(Part of a data file)
▼

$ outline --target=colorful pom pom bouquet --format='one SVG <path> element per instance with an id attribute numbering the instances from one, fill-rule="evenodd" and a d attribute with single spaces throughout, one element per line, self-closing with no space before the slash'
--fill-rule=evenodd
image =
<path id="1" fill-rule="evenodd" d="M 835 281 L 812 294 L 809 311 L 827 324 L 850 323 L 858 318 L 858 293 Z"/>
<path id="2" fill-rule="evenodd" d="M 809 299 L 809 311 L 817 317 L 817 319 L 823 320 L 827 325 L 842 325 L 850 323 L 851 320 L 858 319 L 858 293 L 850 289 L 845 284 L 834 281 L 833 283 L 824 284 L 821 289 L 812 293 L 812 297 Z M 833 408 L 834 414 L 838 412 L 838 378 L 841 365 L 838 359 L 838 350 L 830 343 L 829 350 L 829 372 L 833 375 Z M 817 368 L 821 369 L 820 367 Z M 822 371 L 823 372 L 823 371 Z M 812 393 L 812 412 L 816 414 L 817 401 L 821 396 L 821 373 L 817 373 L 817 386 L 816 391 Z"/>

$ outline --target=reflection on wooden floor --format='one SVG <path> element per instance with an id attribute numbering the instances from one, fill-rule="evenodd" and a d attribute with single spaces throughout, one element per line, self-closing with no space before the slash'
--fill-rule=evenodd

▲

> **Exercise instructions**:
Copy the records word for word, from the first line through the line that contains "835 281 L 812", including that line.

> **Worked solution**:
$ outline --target=colorful pom pom bouquet --format='one SVG <path> element per instance with an id attribute numbering the instances from one, fill-rule="evenodd" and a d attribute with single spaces throughout, one element per line, self-closing with no space before the slash'
--fill-rule=evenodd
image =
<path id="1" fill-rule="evenodd" d="M 835 281 L 812 294 L 809 311 L 827 324 L 850 323 L 858 318 L 858 293 Z"/>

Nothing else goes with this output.